◆ **Set task**: Identify every line in the entries below that contains the word "above", matching case exactly, and copy each such line in full.

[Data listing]
+-------+

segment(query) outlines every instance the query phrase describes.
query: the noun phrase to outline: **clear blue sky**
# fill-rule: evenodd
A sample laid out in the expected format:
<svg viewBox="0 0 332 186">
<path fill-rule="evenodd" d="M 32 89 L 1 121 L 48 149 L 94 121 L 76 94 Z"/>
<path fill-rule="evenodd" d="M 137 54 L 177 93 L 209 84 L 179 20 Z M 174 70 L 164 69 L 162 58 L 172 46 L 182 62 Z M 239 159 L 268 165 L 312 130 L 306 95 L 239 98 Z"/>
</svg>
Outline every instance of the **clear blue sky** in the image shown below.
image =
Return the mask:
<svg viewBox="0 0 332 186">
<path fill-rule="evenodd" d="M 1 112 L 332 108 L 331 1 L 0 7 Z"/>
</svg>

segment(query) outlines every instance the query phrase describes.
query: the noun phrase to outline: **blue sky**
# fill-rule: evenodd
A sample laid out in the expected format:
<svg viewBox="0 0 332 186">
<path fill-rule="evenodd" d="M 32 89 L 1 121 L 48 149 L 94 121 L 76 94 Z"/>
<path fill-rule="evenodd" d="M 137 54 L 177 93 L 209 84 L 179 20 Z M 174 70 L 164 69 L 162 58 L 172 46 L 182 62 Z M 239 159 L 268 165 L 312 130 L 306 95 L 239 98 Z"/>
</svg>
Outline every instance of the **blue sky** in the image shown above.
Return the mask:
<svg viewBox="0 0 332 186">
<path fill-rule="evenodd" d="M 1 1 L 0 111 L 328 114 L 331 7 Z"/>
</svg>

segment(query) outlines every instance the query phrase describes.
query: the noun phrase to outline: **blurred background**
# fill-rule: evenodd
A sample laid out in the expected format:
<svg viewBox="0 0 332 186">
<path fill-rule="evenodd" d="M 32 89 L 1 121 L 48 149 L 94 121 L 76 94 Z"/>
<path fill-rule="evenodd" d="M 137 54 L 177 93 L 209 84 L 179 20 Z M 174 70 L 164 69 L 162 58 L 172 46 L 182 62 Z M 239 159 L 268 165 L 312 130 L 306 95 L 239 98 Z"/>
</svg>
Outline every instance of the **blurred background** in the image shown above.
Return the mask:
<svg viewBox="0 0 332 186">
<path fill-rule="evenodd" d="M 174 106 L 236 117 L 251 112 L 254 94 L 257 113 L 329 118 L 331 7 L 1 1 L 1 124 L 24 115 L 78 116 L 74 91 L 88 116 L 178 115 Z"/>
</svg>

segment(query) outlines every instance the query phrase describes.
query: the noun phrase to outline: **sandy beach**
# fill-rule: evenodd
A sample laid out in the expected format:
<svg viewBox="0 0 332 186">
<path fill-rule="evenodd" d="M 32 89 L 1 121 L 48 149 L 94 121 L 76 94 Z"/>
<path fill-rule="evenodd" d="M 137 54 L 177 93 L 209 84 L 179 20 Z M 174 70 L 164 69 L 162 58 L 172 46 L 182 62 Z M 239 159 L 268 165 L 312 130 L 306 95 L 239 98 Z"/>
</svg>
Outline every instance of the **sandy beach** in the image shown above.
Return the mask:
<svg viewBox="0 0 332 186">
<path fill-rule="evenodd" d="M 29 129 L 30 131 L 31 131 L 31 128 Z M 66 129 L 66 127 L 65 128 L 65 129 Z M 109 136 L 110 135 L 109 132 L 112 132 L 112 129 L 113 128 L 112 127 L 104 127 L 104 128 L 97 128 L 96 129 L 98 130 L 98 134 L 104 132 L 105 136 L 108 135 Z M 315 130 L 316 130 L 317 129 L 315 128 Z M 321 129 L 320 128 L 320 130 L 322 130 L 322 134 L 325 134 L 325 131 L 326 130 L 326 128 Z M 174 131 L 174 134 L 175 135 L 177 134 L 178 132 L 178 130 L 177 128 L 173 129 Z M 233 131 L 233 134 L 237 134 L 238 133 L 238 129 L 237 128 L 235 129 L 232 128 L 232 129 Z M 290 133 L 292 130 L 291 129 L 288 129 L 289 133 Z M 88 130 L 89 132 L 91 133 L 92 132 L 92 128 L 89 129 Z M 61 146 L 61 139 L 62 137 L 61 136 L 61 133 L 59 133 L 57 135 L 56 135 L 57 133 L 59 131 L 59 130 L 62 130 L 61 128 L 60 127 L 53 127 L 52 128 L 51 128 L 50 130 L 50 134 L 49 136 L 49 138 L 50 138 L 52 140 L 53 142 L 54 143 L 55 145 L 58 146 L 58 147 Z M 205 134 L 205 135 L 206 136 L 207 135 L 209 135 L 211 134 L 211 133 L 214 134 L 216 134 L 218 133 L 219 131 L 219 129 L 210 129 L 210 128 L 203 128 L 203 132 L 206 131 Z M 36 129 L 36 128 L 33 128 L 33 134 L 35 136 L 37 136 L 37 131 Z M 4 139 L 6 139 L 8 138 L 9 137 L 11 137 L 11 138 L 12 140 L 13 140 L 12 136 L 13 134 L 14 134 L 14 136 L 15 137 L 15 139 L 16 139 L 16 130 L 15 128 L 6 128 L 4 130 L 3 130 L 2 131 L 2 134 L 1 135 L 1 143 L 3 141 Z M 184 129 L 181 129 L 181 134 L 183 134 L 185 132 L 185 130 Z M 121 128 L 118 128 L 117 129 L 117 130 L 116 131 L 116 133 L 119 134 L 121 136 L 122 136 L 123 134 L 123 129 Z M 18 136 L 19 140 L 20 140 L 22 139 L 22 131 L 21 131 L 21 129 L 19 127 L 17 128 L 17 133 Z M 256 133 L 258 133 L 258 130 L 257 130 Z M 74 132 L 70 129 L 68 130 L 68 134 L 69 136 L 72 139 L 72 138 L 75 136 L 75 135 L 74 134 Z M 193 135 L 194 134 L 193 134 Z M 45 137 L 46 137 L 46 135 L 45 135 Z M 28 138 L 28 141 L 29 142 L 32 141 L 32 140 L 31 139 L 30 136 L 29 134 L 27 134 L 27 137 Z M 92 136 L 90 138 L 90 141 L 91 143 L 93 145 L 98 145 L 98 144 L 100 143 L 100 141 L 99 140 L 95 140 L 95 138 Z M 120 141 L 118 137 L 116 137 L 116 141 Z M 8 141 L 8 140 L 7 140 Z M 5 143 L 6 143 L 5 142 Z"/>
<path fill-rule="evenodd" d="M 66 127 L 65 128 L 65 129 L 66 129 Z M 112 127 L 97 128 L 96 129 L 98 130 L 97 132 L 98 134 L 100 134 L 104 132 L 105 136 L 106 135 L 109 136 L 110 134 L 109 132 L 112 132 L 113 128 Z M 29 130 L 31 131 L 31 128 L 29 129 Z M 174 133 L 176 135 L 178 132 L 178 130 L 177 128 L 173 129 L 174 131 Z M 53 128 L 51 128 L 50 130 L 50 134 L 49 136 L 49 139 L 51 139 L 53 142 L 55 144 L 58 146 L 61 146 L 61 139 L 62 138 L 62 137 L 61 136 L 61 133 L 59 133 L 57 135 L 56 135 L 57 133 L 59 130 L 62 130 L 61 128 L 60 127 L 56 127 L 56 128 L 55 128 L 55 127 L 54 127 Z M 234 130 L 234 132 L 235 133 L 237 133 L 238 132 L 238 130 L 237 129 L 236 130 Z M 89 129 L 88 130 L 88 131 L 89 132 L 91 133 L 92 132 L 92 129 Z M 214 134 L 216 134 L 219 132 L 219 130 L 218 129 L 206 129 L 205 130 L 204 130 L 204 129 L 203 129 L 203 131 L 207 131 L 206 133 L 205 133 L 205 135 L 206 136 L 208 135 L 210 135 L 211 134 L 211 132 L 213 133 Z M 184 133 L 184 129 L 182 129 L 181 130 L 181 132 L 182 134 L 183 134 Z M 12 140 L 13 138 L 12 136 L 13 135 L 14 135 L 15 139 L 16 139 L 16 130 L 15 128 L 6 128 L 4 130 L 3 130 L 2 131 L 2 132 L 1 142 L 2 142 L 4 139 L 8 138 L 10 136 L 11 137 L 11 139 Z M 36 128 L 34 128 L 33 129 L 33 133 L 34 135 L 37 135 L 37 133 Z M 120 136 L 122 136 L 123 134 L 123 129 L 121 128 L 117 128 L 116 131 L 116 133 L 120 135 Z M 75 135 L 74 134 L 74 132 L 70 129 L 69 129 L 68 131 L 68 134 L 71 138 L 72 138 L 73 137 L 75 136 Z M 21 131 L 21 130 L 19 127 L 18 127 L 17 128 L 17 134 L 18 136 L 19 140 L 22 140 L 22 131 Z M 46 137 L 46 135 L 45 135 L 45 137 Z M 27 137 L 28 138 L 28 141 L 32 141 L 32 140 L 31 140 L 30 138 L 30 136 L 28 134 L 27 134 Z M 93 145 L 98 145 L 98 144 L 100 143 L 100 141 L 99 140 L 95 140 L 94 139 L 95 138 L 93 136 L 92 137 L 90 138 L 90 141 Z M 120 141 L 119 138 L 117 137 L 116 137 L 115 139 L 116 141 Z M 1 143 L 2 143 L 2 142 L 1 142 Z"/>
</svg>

+-------+

◆ **Answer to the problem**:
Outline every instance of the **blue sky** in the image shown above.
Outline every instance of the **blurred background** in the image shown above.
Outline every instance of the **sandy beach** in the image shown above.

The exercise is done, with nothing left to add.